Since the 1920s “conventional farming” has involved the use of agrochemicals to ensure that crops produced every year to feed an exploding world population. Unfortunately, by the 1980s, that meant monocultures and dead soils all over the world. So the organic movement is first and foremost about rejecting the use of synthetic agrochemicals; harmful to the land, those who live there, and those who drink the wine. Drinking organic wine is helping the land and the people who work there, as well as making a healthier choice for you and whoever you share your bottles with.
Where It Gets A Bit Complicated
It’s not as simple, however, to say to everyone that we all need to go organic overnight. Some wine regions, especially those by the coast or in humid climates, struggle more than others with fungal attack. It’s hard for them to go organic and still have a business.

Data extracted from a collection
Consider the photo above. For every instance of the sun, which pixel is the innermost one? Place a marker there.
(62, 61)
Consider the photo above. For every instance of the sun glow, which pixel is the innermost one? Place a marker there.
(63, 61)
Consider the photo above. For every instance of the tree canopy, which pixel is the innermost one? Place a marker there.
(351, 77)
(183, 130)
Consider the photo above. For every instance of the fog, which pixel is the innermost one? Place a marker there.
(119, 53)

▶ [SET PROBLEM A]:
Answer these questions using the passage on organic wine:
(i) Since what decade has conventional farming involved the use of agrochemicals?
(ii) By the 1980s, what had this approach meant all over the world?
(iii) Which wine regions struggle more than others with fungal attack?
▶ [SET PROBLEM B]: Reproduce the stretch of the entries from the line containing "Consider the photo above. For every instance of the tree" through the end of the entries, both ends included.

▶ [CORRECT ANSWER A]:
(i) The 1920s.
(ii) Monocultures and dead soils.
(iii) Those by the coast or in humid climates.

▶ [CORRECT ANSWER B]:
Consider the photo above. For every instance of the tree canopy, which pixel is the innermost one? Place a marker there.
(351, 77)
(183, 130)
Consider the photo above. For every instance of the fog, which pixel is the innermost one? Place a marker there.
(119, 53)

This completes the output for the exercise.